About 200 paintings are displayed in the gallery including works of
Parajanov and Garzou. Some paintings were sent from the Ministry of
Culture in Yerevan.

“The director of Yerevan Art Gallery said: ‘How can I give them to
you? What if this territory is retaken?’,” Hovhannisian recalls. “I
said that if this territory is retaken then let these paintings be
lost with the territories. And he agreed and gave 25 paintings.”

As Armenian life in previously enemy territory is formed, one feature,
the Church, lacks a significant presence in Kashatagh. In the entire
province the only functioning church is Holy Ascension, built in
Berdzor in 1997.

In 2002, Diaspora benefactors restored a 4 th century church in the
village of Tsitsernavank, however there are no clergy there.

“We need at least three clergymen in the north and three in the
south,” says the only priest of the region Ter Atanas. “People of
the south need just one chapel but there is nobody to give money and
construct it.”

The survival of resettlement

The highest settlement in Kashatagh is 1,700 meters above sea level;
the lowest, 330.

In the mountainous north, life is harsh and most villagers exist from
raising cattle. To the south, however, farms prosper from generous
growing seasons and fertile valleys of the Hakar River.

Faith is on the rebound, too, though there is a lack of clergymen and
churches. It was in such a valley that the first families resettled,
mostly in Tsaghkaberd (formerly Gyuliberd) where 70 families now live.

The Vardanian family, refugees from Kirovabad, were among the first.

“My husband knew that this area was populated and I took my children
and came here,” says Gohar Vardanian. “It was a good time for
collecting fruits. We collected many fruits and I told my husband,
‘Ashot, we will stay here.’ We are here for 10 years now.”

Three Vardanian children finished school here and one now studies at
Stepanakert University.

**Information given**
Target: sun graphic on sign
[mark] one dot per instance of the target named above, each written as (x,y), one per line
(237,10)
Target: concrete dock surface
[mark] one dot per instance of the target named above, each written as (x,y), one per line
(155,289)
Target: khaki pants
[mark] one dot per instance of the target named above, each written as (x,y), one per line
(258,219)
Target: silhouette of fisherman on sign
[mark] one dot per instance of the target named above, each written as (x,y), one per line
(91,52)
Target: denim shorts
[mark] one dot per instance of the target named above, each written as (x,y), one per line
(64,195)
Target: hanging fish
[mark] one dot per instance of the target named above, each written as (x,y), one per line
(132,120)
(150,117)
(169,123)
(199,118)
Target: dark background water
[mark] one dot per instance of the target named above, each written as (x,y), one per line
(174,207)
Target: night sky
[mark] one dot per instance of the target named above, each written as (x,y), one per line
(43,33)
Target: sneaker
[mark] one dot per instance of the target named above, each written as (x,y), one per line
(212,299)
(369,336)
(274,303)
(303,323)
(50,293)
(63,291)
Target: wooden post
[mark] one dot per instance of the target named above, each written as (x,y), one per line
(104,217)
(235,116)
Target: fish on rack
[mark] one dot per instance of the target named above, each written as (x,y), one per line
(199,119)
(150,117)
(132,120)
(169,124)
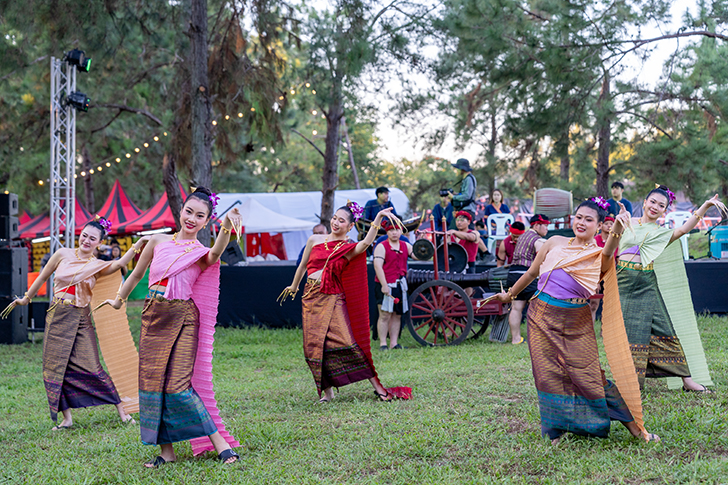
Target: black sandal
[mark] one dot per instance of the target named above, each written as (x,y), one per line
(156,462)
(226,454)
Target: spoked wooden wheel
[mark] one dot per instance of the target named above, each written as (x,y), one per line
(440,314)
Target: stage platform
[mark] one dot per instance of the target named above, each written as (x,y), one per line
(248,293)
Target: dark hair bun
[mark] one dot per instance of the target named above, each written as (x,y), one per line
(203,190)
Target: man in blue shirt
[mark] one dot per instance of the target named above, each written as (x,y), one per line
(374,206)
(617,190)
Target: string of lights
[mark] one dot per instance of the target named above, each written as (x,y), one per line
(158,136)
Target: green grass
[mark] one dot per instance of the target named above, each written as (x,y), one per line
(474,419)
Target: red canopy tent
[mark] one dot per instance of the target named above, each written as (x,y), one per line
(118,208)
(40,226)
(158,217)
(24,217)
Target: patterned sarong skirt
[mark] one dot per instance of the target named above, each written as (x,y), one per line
(331,352)
(72,372)
(655,348)
(573,394)
(170,409)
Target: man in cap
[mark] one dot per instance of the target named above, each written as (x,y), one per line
(465,199)
(524,254)
(374,206)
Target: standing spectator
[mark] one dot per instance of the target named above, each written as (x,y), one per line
(504,255)
(617,191)
(317,229)
(467,238)
(443,209)
(374,206)
(390,266)
(465,199)
(523,255)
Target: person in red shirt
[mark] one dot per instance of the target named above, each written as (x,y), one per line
(504,256)
(467,238)
(390,266)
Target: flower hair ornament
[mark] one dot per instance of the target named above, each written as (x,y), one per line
(214,200)
(670,194)
(355,209)
(601,202)
(104,222)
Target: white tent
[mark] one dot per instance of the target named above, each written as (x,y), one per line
(303,206)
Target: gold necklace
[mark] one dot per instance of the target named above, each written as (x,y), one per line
(77,257)
(326,244)
(174,240)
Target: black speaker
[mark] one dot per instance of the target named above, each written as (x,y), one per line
(13,271)
(232,254)
(8,227)
(8,204)
(14,329)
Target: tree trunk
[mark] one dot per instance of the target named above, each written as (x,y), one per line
(330,176)
(604,124)
(351,154)
(562,151)
(201,106)
(88,184)
(171,185)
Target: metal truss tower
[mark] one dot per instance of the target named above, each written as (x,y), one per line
(63,153)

**What to do**
Translate this sentence from the Kashatagh text into Spanish: "In the mountainous north, life is harsh and most villagers exist from raising cattle." Work only from the Kashatagh text, setting the listing aside.

**Task response**
En el norte montañoso, la vida es dura y la mayoría de los aldeanos viven de la cría de ganado.